Return exactly the span of lines that opens with the line containing "In this exercise you will annotate the finger, setting" and closes with the last line of the data, inclusive.

Source data:
......

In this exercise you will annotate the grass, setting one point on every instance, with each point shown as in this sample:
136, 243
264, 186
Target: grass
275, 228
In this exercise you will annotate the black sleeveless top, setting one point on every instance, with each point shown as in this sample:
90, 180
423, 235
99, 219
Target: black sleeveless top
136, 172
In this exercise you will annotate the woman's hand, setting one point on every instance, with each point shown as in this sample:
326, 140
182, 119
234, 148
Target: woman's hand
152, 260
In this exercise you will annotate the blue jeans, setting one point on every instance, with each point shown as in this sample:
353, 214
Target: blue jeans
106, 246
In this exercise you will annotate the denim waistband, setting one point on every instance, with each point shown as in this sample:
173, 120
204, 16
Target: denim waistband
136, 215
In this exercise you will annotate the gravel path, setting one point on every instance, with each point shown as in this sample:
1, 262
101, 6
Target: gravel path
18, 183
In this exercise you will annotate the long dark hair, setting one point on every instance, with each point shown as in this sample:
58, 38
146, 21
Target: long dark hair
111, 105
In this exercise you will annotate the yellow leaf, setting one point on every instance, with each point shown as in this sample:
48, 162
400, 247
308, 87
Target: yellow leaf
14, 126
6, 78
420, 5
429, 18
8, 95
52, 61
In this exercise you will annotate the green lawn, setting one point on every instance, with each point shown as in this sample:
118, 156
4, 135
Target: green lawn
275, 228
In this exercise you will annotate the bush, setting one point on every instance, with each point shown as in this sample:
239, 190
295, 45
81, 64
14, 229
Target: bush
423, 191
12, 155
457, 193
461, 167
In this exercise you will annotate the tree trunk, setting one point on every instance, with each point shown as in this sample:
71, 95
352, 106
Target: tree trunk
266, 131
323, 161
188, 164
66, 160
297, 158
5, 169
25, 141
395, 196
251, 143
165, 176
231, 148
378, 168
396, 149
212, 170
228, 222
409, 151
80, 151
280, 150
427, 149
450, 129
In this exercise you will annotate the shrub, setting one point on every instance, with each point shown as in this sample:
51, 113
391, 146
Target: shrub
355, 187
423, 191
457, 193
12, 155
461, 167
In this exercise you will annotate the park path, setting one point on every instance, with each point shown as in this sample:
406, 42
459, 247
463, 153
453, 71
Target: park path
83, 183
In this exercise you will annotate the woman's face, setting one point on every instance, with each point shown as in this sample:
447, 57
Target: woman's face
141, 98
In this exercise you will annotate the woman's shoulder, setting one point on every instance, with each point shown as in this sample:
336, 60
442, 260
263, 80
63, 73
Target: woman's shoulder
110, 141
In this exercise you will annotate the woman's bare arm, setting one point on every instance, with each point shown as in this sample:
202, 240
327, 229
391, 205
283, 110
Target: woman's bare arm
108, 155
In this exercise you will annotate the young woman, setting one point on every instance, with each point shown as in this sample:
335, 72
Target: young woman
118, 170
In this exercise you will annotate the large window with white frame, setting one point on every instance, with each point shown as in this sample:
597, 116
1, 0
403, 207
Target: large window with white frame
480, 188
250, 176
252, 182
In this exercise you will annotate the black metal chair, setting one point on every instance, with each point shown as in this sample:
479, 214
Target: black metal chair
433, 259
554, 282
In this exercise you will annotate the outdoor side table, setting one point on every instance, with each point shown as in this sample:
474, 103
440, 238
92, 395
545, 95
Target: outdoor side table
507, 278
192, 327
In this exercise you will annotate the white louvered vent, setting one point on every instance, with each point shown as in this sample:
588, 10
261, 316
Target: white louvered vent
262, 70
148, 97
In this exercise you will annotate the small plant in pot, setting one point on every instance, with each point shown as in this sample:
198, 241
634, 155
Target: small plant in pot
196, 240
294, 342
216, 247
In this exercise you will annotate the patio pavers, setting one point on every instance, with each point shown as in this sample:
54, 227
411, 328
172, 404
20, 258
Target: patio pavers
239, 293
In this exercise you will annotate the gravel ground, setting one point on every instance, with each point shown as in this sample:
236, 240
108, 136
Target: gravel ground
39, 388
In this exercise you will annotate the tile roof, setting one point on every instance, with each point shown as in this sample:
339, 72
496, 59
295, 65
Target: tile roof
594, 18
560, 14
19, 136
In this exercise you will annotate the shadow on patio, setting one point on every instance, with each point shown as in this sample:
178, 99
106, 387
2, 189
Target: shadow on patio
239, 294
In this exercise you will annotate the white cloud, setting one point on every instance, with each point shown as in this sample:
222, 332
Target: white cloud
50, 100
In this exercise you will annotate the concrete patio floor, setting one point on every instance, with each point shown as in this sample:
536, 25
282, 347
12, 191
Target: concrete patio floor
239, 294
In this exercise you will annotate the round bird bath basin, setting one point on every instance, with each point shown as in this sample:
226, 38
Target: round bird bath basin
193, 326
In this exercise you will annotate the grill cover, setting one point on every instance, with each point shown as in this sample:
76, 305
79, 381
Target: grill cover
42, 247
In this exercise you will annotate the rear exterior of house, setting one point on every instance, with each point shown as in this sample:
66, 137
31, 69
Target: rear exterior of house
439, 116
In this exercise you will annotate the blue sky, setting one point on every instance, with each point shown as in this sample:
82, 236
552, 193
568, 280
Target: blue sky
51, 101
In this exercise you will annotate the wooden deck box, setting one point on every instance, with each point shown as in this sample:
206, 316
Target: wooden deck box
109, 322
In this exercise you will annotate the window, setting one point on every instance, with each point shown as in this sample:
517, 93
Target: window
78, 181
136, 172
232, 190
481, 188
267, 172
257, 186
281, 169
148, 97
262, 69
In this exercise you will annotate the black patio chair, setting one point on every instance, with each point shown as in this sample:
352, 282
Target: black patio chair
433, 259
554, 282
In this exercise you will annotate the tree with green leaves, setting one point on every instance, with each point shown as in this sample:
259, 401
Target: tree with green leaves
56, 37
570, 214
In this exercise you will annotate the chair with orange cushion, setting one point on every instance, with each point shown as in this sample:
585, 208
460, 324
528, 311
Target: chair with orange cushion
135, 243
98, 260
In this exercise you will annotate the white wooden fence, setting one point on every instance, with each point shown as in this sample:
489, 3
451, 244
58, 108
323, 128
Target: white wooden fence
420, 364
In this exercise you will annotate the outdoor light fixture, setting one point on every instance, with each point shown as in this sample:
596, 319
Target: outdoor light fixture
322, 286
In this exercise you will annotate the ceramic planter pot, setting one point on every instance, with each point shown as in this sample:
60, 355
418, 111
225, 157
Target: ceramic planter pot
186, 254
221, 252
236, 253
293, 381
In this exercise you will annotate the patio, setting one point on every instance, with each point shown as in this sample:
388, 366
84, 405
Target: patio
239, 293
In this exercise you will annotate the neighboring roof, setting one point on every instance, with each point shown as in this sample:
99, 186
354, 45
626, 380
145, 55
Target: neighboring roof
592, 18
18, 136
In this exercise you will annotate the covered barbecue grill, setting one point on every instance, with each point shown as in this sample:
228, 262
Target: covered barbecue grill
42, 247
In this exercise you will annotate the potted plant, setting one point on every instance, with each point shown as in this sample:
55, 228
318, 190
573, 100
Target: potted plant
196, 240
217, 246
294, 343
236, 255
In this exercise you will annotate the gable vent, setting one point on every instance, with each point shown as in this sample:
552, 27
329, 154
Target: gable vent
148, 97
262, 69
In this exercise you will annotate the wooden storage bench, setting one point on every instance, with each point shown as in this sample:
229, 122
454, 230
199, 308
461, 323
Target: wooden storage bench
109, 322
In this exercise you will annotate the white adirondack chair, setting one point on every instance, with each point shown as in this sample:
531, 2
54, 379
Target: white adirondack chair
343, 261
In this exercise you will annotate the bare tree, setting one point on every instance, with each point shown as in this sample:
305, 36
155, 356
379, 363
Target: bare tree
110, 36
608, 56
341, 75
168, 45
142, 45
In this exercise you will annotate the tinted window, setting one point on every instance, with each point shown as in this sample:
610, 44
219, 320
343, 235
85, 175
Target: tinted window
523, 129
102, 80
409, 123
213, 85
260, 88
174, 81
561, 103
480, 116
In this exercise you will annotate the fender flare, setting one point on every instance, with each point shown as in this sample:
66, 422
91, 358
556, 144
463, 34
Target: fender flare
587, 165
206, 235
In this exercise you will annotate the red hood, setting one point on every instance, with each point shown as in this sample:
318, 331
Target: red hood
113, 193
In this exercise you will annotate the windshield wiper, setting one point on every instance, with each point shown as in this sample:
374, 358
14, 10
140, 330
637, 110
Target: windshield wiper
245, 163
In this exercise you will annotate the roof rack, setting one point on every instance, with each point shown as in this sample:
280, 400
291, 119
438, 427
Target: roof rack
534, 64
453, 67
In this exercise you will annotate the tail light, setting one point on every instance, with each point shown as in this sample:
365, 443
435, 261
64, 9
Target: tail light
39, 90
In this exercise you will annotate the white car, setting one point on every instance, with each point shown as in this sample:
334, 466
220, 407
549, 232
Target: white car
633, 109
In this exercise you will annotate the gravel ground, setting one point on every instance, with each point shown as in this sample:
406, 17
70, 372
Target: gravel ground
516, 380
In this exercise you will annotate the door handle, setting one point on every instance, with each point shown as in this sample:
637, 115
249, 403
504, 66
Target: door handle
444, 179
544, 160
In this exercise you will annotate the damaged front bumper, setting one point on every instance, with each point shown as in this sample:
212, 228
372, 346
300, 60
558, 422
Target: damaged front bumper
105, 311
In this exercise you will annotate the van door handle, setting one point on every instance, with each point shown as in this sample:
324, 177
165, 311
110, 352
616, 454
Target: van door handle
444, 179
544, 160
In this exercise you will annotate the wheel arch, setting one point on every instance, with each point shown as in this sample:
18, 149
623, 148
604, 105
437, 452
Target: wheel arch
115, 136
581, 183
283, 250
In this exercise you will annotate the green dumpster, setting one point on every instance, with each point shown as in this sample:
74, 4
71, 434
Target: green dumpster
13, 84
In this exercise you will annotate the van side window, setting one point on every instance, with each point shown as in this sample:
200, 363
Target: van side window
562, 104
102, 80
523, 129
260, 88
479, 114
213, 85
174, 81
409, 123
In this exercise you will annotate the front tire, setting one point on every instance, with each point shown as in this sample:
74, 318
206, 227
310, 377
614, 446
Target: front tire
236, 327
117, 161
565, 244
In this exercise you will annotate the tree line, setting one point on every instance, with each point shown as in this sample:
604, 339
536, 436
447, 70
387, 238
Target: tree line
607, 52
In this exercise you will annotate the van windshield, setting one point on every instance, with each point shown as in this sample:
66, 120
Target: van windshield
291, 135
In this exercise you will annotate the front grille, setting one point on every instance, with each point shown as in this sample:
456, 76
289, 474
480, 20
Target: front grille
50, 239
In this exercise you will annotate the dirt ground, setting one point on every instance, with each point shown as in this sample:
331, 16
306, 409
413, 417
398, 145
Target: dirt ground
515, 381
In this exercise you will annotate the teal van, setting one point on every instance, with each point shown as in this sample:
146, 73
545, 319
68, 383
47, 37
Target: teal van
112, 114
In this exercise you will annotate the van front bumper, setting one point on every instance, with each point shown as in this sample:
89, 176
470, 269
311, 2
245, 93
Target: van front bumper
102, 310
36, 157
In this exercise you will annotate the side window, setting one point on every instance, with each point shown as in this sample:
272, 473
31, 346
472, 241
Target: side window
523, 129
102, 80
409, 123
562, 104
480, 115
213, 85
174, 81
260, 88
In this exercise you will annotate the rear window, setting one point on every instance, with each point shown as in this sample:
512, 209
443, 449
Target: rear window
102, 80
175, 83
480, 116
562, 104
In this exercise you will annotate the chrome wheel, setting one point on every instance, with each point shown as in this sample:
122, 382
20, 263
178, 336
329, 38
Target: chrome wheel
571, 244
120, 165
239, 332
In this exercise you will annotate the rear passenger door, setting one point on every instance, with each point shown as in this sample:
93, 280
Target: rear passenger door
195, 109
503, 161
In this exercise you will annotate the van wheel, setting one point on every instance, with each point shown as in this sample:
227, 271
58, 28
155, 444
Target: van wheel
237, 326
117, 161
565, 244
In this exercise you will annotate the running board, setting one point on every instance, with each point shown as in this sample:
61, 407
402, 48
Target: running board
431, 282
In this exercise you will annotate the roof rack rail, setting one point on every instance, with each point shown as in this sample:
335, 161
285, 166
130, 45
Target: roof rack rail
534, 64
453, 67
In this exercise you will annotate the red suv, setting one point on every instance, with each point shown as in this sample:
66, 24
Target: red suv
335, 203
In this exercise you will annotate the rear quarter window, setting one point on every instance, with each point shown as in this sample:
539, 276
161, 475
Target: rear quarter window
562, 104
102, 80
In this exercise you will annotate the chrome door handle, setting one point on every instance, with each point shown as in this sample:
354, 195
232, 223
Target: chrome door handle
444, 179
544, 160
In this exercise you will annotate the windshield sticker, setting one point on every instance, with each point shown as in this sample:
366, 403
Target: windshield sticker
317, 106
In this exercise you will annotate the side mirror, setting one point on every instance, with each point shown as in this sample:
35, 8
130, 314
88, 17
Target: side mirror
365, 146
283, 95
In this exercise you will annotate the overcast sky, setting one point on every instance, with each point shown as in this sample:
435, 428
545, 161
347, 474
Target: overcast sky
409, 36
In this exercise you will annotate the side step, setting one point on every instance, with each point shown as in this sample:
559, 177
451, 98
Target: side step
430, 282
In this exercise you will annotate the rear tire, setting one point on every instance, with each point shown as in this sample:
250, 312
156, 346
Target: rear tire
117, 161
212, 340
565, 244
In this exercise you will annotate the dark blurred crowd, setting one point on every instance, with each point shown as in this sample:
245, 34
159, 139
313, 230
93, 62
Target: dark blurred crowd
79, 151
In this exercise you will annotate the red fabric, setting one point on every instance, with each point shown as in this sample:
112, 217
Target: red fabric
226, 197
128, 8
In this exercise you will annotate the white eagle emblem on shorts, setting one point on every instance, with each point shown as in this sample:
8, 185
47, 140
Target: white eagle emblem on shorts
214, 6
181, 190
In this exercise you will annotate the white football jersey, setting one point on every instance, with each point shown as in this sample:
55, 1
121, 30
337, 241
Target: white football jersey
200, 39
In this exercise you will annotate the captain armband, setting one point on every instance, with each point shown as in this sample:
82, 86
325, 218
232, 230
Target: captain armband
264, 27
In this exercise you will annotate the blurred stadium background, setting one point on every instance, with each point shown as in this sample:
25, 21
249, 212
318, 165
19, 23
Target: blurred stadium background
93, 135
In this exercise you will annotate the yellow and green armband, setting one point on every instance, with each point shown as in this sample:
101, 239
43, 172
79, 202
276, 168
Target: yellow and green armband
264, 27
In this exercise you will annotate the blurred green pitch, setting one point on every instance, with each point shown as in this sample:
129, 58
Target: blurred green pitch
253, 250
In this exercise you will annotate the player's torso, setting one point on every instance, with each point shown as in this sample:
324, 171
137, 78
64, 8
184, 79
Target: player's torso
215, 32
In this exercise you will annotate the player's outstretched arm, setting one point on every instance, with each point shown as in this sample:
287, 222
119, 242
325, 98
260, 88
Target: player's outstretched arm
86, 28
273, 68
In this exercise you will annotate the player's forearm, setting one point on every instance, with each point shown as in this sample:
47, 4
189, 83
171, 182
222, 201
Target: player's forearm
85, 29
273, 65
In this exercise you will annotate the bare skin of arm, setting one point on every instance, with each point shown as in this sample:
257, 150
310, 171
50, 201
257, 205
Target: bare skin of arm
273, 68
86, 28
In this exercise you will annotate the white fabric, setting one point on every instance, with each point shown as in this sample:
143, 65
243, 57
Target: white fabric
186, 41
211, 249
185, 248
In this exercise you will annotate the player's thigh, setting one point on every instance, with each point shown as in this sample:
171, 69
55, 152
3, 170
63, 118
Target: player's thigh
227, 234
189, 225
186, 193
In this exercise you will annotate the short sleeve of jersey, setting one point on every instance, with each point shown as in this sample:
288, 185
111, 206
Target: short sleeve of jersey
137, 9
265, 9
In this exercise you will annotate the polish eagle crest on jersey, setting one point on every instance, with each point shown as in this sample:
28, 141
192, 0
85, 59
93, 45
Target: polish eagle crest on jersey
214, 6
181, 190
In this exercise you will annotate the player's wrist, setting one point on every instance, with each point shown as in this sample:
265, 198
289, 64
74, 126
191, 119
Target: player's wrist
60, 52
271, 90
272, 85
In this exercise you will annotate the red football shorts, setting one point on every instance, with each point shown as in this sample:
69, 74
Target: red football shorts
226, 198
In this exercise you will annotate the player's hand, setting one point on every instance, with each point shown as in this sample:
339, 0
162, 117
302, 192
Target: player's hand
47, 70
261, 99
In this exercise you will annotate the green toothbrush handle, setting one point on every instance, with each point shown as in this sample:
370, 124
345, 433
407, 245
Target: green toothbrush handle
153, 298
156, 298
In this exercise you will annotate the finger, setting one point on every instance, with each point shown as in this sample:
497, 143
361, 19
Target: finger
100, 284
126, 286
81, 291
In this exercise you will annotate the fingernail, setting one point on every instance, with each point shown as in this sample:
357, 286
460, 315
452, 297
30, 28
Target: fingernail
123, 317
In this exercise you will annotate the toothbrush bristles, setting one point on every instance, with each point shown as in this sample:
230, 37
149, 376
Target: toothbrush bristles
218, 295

......

• [TASK OUTPUT]
In this exercise you will annotate the finger, setting one point on every instance, with each point shown as in this sample:
497, 143
361, 19
Target: finger
100, 284
126, 286
81, 291
In this exercise you will annotate the fingernail, setting one point on every instance, with each point shown as in this sample:
357, 286
460, 315
452, 297
30, 28
Target: fingernail
123, 317
In this exercise you will annotate the toothbrush bristles, setting one point on every instance, with each point shown as in this sample:
230, 37
149, 376
Target: toothbrush bristles
218, 295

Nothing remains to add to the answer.